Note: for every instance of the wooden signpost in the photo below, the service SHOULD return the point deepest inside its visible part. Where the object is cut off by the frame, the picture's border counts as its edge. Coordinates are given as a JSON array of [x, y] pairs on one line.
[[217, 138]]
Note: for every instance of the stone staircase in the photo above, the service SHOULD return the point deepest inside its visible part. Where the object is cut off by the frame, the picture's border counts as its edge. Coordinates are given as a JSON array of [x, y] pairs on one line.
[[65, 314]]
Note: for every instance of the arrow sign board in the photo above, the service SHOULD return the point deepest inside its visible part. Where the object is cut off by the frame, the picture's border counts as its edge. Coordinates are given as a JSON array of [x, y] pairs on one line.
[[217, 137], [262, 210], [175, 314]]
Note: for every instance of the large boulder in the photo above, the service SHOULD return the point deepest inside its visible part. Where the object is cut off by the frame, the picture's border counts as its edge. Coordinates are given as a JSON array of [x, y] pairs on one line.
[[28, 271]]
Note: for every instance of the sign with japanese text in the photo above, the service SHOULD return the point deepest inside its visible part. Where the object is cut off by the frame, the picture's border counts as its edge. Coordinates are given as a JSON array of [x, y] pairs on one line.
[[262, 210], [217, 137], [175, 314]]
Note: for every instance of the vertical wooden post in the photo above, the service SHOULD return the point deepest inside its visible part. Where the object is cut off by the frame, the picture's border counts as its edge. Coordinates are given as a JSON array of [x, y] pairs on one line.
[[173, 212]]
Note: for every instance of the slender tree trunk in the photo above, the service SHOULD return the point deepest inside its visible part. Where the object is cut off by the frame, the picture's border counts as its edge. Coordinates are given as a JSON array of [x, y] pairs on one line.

[Exercise details] Your output consists solely of the lines from the one with "Note: for every instance of the sign" through the last line, copied exactly.

[Reply]
Note: for every instance of the sign with japanese text in the photo above, the service SHOULD return the point deepest inside its visible part. Where the object is cut off by the frame, the picture's border counts as its edge. Coordinates are given as a JSON array of [x, y] pairs on one line.
[[262, 210], [217, 137], [175, 314]]
Note: for every instance of the vertical wooden post in the photo above, the service SHOULD return the point deepest inside its visible part. Where the object is cut off by the frame, the picture's border counts as its edge. Coordinates are given as a JSON array of [x, y] pairs on one line.
[[173, 212]]
Note: for every instance of the slender tree trunk in the photo above, the service SHOULD return the point deepest inside its visible part. Where the object is cut off by the frame, the picture's border counts as its edge. Coordinates are given as a JSON array of [x, y] pairs on one line.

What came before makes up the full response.